**EXERCISE REQUIREMENTS**
Lay out the following entries as a Markdown table with two columns, Number and Entry line, giving each non-blank line its own row in order.

**Entries for point labeling**
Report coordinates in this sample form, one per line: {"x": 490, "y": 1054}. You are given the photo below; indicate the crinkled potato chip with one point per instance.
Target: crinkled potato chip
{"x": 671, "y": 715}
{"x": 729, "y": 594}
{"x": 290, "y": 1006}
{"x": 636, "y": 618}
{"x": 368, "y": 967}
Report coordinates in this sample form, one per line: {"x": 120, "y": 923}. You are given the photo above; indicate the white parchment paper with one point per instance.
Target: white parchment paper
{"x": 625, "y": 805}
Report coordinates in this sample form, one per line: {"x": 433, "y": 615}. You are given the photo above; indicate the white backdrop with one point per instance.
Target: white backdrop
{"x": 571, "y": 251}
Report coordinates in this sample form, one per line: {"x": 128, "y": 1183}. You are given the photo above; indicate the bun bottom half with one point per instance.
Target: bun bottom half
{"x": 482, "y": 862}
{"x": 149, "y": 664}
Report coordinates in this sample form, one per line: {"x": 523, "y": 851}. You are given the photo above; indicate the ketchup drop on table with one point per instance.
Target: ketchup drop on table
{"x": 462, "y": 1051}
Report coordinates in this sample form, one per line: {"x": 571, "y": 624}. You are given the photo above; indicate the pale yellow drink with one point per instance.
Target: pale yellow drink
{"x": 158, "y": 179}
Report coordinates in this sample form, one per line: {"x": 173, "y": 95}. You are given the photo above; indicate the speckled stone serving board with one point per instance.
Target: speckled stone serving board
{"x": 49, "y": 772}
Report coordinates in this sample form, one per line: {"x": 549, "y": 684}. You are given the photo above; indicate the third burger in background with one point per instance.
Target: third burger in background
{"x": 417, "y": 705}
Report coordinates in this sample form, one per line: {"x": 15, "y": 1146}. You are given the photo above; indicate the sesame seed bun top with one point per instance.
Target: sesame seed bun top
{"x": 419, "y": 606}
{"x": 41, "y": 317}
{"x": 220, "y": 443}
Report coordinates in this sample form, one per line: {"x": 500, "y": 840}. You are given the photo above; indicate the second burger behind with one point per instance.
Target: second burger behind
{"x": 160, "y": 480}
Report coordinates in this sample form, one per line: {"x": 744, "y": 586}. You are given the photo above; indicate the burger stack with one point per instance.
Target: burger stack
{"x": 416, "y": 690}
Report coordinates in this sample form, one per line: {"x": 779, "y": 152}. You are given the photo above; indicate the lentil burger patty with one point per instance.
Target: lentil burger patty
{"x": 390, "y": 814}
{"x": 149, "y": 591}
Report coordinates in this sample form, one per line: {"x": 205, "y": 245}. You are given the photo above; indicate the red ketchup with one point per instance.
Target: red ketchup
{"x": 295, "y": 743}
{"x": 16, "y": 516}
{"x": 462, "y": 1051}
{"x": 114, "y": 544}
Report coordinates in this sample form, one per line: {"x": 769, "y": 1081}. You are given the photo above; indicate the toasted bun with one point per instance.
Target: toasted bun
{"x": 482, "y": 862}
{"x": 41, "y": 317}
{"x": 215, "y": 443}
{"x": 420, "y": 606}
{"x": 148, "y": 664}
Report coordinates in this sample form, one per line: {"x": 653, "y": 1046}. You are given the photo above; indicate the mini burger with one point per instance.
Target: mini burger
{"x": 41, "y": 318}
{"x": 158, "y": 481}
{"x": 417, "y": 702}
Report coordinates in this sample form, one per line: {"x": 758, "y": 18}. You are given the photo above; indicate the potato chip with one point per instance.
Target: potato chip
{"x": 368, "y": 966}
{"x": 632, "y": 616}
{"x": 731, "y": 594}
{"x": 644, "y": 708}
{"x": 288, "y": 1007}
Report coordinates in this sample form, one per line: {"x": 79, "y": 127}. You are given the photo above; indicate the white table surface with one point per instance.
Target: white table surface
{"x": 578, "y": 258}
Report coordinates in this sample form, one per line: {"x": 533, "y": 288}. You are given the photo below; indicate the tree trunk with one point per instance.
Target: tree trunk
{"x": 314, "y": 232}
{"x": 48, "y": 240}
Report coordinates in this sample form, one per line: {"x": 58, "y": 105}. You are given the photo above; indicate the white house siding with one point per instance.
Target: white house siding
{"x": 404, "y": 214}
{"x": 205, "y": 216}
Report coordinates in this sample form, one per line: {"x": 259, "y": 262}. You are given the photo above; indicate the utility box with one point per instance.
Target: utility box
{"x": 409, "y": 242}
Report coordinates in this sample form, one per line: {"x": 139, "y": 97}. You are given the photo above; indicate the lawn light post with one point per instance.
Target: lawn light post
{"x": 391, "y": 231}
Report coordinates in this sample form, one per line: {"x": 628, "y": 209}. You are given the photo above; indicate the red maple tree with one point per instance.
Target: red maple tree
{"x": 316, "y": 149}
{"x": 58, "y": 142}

**FINISHED TASK**
| Number | Entry line |
|---|---|
| 1 | Report coordinates in this sample form, one per line: {"x": 490, "y": 1054}. You are given the photo below; indicate the crinkled potato chip with one point per instance. |
| 2 | Target: crinkled potato chip |
| 3 | {"x": 671, "y": 715} |
| 4 | {"x": 729, "y": 594} |
| 5 | {"x": 290, "y": 1006} |
| 6 | {"x": 636, "y": 618} |
| 7 | {"x": 368, "y": 967} |
| 8 | Report coordinates in this sample form, one per line: {"x": 120, "y": 923}. You are given the photo above; indicate the white parchment paper with one point per instance. |
| 9 | Target: white parchment paper |
| 10 | {"x": 625, "y": 805} |
| 11 | Report coordinates in this sample form, one per line: {"x": 433, "y": 615}. You are given the photo above; indicate the white backdrop with one point per instance. |
| 12 | Target: white backdrop |
| 13 | {"x": 571, "y": 251} |
| 14 | Report coordinates in this sample form, one per line: {"x": 128, "y": 1183}. You are given the photo above; indicate the bun bottom half with one point per instance. |
| 15 | Target: bun bottom half |
| 16 | {"x": 482, "y": 862} |
| 17 | {"x": 149, "y": 664} |
| 18 | Report coordinates in this sample form, one per line: {"x": 523, "y": 851}. You are given the photo above; indicate the ketchup drop on table with one point per instance. |
| 19 | Target: ketchup drop on table |
| 20 | {"x": 462, "y": 1051} |
| 21 | Report coordinates in this sample form, one per line: {"x": 571, "y": 624}. You are given the photo above; indicate the pale yellow drink with one point per instance. |
| 22 | Target: pale yellow drink |
| 23 | {"x": 158, "y": 179} |
| 24 | Report coordinates in this sample form, one per line: {"x": 173, "y": 95}. You are given the photo above; indicate the speckled stone serving board with one point per instance. |
| 25 | Target: speckled stone serving board |
| 26 | {"x": 49, "y": 772} |
| 27 | Report coordinates in this sample form, one per line: {"x": 549, "y": 684}. You are given the photo above; indicate the third burger in background with one point per instance. |
| 28 | Target: third burger in background |
| 29 | {"x": 417, "y": 705} |
| 30 | Report coordinates in this sample form, one per line: {"x": 15, "y": 1146}. You are given the photo above; indicate the sesame seed bun top with one point per instance. |
| 31 | Target: sesame seed bun top |
| 32 | {"x": 419, "y": 606} |
| 33 | {"x": 41, "y": 317} |
| 34 | {"x": 220, "y": 443} |
| 35 | Report coordinates in this sample form, one per line: {"x": 500, "y": 840}. You are given the photo above; indicate the second burger behind with one point per instance. |
| 36 | Target: second burger behind |
| 37 | {"x": 160, "y": 480} |
| 38 | Report coordinates in this sample form, one per line: {"x": 744, "y": 586}. You are given the photo above; indicate the burger stack with one point per instance. |
| 39 | Target: burger stack |
| 40 | {"x": 416, "y": 690} |
| 41 | Report coordinates in this sample form, one per line: {"x": 779, "y": 152}. You are given the photo above; indicate the lentil burger patty with one point per instance. |
| 42 | Target: lentil burger patty |
| 43 | {"x": 390, "y": 814} |
| 44 | {"x": 149, "y": 591} |
| 45 | Report coordinates in this sample form, one per line: {"x": 205, "y": 245}. You are given the photo above; indicate the red ketchup with one point per instance. |
| 46 | Target: red ketchup |
| 47 | {"x": 295, "y": 743} |
| 48 | {"x": 16, "y": 516} |
| 49 | {"x": 462, "y": 1051} |
| 50 | {"x": 114, "y": 544} |
| 51 | Report coordinates in this sample form, one per line: {"x": 769, "y": 1081}. You are given the photo above; indicate the toasted bun with one point per instance. |
| 52 | Target: toasted bun |
| 53 | {"x": 482, "y": 862} |
| 54 | {"x": 41, "y": 317} |
| 55 | {"x": 215, "y": 443} |
| 56 | {"x": 420, "y": 606} |
| 57 | {"x": 148, "y": 664} |
| 58 | Report coordinates in this sample form, one per line: {"x": 653, "y": 1046}. You are given the photo above; indicate the mini burger with one point per instance. |
| 59 | Target: mini burger |
| 60 | {"x": 41, "y": 318} |
| 61 | {"x": 158, "y": 481} |
| 62 | {"x": 417, "y": 702} |
| 63 | Report coordinates in this sample form, one per line: {"x": 758, "y": 18}. You are given the photo above; indicate the potato chip with one point per instance. |
| 64 | Target: potato chip |
| 65 | {"x": 368, "y": 966} |
| 66 | {"x": 632, "y": 616} |
| 67 | {"x": 731, "y": 594} |
| 68 | {"x": 644, "y": 708} |
| 69 | {"x": 288, "y": 1007} |
| 70 | Report coordinates in this sample form, one per line: {"x": 79, "y": 127}. You are given the photo above; indicate the white table surface with one point per instance. |
| 71 | Target: white table surface |
| 72 | {"x": 578, "y": 258} |
| 73 | Report coordinates in this sample form, one per line: {"x": 533, "y": 288}. You are given the photo below; indicate the tree trunk with one point per instance. |
| 74 | Target: tree trunk |
| 75 | {"x": 314, "y": 232} |
| 76 | {"x": 48, "y": 240} |
| 77 | Report coordinates in this sample form, one per line: {"x": 58, "y": 105}. You are given the photo above; indicate the white house siding with one point per instance. |
| 78 | Target: white house siding |
| 79 | {"x": 404, "y": 214} |
| 80 | {"x": 205, "y": 216} |
| 81 | Report coordinates in this sample form, one per line: {"x": 259, "y": 262}. You are given the photo above; indicate the utility box with one point per instance. |
| 82 | Target: utility box |
| 83 | {"x": 409, "y": 242} |
| 84 | Report coordinates in this sample form, one per line: {"x": 139, "y": 97}. You are given the photo above; indicate the lawn light post with one point per instance. |
| 85 | Target: lawn light post |
| 86 | {"x": 391, "y": 231} |
| 87 | Report coordinates in this sample form, one per line: {"x": 628, "y": 209}. You are given the photo above; indicate the red maple tree with one point per instance. |
| 88 | Target: red maple tree |
| 89 | {"x": 316, "y": 149} |
| 90 | {"x": 58, "y": 142} |